A faithful copy of the listing below is needed, with its pictures left out.

DATA FOR THE TASK Block Start

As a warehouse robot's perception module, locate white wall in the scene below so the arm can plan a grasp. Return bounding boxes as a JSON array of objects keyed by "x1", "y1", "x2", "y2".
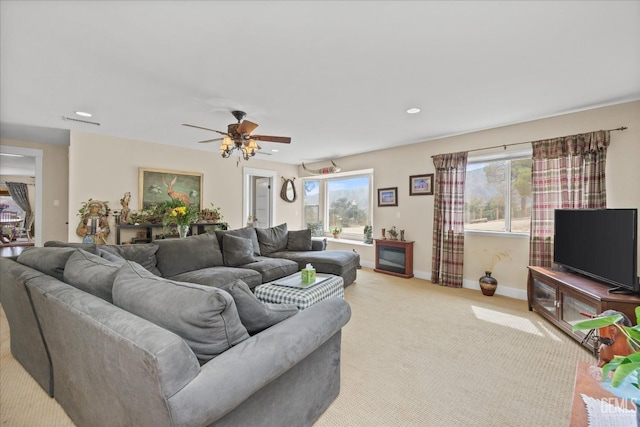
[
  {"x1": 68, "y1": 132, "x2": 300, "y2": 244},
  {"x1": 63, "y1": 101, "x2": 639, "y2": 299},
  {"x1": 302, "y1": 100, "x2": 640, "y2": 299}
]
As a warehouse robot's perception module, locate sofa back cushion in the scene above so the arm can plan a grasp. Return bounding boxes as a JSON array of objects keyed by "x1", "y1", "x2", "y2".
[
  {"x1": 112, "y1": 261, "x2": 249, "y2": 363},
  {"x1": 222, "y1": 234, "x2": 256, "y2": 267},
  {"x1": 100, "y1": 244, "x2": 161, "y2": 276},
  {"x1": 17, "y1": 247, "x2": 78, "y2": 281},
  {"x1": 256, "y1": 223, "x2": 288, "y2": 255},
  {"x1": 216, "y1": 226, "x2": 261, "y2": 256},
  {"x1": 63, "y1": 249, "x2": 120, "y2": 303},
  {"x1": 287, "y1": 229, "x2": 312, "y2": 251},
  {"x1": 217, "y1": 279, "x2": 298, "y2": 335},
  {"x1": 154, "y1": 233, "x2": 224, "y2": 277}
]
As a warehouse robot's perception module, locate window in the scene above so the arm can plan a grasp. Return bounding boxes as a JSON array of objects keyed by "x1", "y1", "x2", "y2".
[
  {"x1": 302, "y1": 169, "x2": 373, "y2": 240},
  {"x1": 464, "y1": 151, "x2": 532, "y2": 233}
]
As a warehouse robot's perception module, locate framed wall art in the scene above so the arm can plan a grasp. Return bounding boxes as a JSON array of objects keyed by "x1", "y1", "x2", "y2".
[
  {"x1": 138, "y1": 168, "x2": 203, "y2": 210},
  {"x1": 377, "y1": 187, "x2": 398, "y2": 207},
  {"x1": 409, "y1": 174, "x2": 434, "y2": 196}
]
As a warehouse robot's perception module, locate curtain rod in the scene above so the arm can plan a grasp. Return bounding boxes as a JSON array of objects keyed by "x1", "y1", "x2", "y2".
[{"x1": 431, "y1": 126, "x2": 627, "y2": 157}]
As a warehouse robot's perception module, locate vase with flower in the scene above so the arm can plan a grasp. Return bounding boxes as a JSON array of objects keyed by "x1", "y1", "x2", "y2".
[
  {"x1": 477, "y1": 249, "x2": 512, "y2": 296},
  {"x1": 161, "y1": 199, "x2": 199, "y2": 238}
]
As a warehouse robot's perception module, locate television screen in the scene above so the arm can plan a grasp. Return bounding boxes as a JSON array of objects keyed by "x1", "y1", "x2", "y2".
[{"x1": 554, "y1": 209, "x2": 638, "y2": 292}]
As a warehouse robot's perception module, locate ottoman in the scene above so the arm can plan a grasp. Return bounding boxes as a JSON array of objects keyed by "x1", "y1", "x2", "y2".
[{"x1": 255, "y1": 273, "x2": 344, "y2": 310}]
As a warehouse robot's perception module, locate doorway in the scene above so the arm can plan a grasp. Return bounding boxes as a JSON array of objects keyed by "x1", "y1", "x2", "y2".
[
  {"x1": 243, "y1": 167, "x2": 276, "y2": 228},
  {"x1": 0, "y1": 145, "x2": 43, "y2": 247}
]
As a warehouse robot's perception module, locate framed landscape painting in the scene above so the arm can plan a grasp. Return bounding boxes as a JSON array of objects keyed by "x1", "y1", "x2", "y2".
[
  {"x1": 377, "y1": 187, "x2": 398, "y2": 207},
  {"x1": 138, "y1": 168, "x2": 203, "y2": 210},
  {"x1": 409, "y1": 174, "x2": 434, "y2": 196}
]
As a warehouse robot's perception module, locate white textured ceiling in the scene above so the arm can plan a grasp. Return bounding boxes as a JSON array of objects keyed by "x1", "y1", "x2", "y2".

DATA FOR THE TASK Block End

- **PROBLEM SOLUTION**
As a warehouse robot's perception module, locate white wall in the scene below so the arm can plan a grasp. Return bounding boxes as a JSON array of objects keyed by "x1", "y1", "x2", "y2".
[
  {"x1": 68, "y1": 132, "x2": 300, "y2": 244},
  {"x1": 63, "y1": 101, "x2": 639, "y2": 299},
  {"x1": 302, "y1": 100, "x2": 640, "y2": 299}
]
As a warehouse robot's perception module, locate sofa back cushion in the scene above so the arm can plan a grasp. Return bounding boxes as a JSON array of objects keyed by "x1", "y1", "x2", "y2".
[
  {"x1": 112, "y1": 261, "x2": 249, "y2": 363},
  {"x1": 222, "y1": 234, "x2": 256, "y2": 267},
  {"x1": 100, "y1": 244, "x2": 161, "y2": 276},
  {"x1": 17, "y1": 247, "x2": 78, "y2": 281},
  {"x1": 256, "y1": 223, "x2": 288, "y2": 255},
  {"x1": 216, "y1": 226, "x2": 261, "y2": 256},
  {"x1": 63, "y1": 249, "x2": 120, "y2": 303},
  {"x1": 287, "y1": 229, "x2": 312, "y2": 251},
  {"x1": 217, "y1": 279, "x2": 298, "y2": 335},
  {"x1": 154, "y1": 233, "x2": 224, "y2": 277}
]
As a warehouse robot's perception module, locate window in the scene above so the arm can plan a grasp. Return bounding boxes as a JSON array of objects keyed by "x1", "y1", "x2", "y2".
[
  {"x1": 302, "y1": 169, "x2": 373, "y2": 240},
  {"x1": 464, "y1": 151, "x2": 532, "y2": 233}
]
As a warehouse robot's perception module, locate framed wall art in the scene above so the arm can plan a grasp. Return bounding boxes as a JSON array of objects keyed by "x1", "y1", "x2", "y2".
[
  {"x1": 138, "y1": 168, "x2": 203, "y2": 210},
  {"x1": 377, "y1": 187, "x2": 398, "y2": 207},
  {"x1": 409, "y1": 174, "x2": 434, "y2": 196}
]
As a warehouse robot's perception module, locate curtain rod in the scene above so the arm can plan a grasp. Return bounding boxes as a JSON array of objects keyed by "x1", "y1", "x2", "y2".
[{"x1": 431, "y1": 126, "x2": 627, "y2": 157}]
As a warehouse robot's perception module, locate vase with flower in the scene above so the arm can plan a grasp. Return bounding boxes as a JSON array of objects keyed by "x1", "y1", "x2", "y2".
[
  {"x1": 477, "y1": 249, "x2": 512, "y2": 296},
  {"x1": 161, "y1": 199, "x2": 199, "y2": 238}
]
As a warehouse robot's perception module, locate television screen in the scene above so the arm can plan a grasp. Return bounding boxes as a JSON array of objects keyed by "x1", "y1", "x2", "y2".
[{"x1": 554, "y1": 209, "x2": 638, "y2": 292}]
As a warehouse robot's perception module, locate ottoman in the scene above so the arm can plan a grasp. Return bounding boxes as a JSON array of objects keyed by "x1", "y1", "x2", "y2".
[{"x1": 255, "y1": 273, "x2": 344, "y2": 310}]
As a warehouse robot's perception module, locate doorway in the scene above so the arm can plan a grasp. Return bounding boxes as a JSON array of objects keyed by "x1", "y1", "x2", "y2".
[
  {"x1": 243, "y1": 167, "x2": 276, "y2": 228},
  {"x1": 0, "y1": 145, "x2": 43, "y2": 247}
]
As a warehouse robot's perception module, locate framed landscape painting in the scene above so the arm can plan a grasp. Return bounding boxes as a JSON array of objects keyed by "x1", "y1", "x2", "y2".
[
  {"x1": 377, "y1": 187, "x2": 398, "y2": 207},
  {"x1": 138, "y1": 168, "x2": 203, "y2": 210},
  {"x1": 409, "y1": 174, "x2": 434, "y2": 196}
]
As a warehouse robot's perception module, locate white textured ceiling in the scene above so the arm can plan a grasp. Return bounding boxes as a JSON array of objects keyed by "x1", "y1", "x2", "y2".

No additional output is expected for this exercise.